:: Directions ::
Take the rows starting with the line that contains "Where can you see the blue umbrella canopy" and going on through the line that contains "(258, 1101)", and write out only those, swapping "plaid" for "checked" and changing nothing else.

:: Raw records ::
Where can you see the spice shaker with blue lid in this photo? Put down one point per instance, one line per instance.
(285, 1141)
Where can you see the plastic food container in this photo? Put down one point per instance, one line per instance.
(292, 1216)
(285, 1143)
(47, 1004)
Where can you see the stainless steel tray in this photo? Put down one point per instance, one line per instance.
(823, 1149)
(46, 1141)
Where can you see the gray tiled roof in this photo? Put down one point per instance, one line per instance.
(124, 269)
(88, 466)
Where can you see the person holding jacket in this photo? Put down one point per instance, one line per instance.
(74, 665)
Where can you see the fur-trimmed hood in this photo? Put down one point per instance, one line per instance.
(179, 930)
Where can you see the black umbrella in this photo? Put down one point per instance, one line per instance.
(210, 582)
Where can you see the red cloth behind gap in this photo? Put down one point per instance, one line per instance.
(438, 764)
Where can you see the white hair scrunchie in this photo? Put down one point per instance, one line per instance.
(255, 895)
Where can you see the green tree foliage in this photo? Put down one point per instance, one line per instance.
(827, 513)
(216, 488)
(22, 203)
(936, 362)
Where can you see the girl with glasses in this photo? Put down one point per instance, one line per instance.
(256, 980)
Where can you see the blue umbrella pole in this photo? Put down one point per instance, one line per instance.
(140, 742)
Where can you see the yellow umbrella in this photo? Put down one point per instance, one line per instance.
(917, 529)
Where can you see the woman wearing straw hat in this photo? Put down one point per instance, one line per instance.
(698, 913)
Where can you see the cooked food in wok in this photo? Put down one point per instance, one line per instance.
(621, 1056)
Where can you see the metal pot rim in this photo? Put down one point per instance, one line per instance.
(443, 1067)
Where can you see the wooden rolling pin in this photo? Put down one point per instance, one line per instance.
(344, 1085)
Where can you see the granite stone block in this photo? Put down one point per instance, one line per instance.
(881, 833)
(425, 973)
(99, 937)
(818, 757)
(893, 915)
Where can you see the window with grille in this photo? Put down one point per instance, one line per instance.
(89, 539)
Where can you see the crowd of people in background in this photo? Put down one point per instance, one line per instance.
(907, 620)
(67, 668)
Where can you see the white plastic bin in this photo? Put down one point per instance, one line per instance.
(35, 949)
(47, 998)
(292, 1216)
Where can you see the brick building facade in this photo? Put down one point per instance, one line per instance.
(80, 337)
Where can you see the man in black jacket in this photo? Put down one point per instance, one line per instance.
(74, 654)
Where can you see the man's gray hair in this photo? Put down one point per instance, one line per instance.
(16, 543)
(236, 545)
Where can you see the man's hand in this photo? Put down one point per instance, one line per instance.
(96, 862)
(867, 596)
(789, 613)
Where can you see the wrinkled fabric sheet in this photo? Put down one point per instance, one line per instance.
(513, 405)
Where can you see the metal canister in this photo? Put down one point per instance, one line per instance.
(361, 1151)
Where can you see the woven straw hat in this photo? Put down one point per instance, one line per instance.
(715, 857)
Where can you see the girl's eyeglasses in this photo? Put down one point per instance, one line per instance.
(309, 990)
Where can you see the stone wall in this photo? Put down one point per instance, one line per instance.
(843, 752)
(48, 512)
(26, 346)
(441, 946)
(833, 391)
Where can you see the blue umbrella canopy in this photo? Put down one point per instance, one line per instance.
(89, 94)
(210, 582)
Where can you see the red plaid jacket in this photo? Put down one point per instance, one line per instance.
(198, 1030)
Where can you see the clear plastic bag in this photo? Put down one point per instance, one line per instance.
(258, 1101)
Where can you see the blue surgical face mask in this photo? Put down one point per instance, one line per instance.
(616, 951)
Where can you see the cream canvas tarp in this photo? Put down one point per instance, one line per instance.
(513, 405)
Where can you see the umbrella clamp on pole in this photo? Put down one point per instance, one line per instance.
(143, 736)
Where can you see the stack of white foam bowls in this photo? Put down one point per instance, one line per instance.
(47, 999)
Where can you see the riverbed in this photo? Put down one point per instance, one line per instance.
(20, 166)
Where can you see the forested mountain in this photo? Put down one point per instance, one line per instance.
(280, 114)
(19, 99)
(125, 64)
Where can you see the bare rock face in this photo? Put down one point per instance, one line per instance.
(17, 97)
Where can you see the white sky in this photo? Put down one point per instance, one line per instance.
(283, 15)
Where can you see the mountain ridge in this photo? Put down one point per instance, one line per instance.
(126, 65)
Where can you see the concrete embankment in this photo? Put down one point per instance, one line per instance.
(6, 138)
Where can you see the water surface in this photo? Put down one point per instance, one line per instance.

:: Correct answer ::
Where can you see the blue umbrella canopy in this photo? Put down one point per instance, one line per instance.
(89, 94)
(210, 582)
Where can you see the red checked jacket in this photo? Put down one point per instance, one line per instance.
(198, 1030)
Where can you see the clear plastic bag in this photo? Put down one point per instance, one line per instance.
(258, 1101)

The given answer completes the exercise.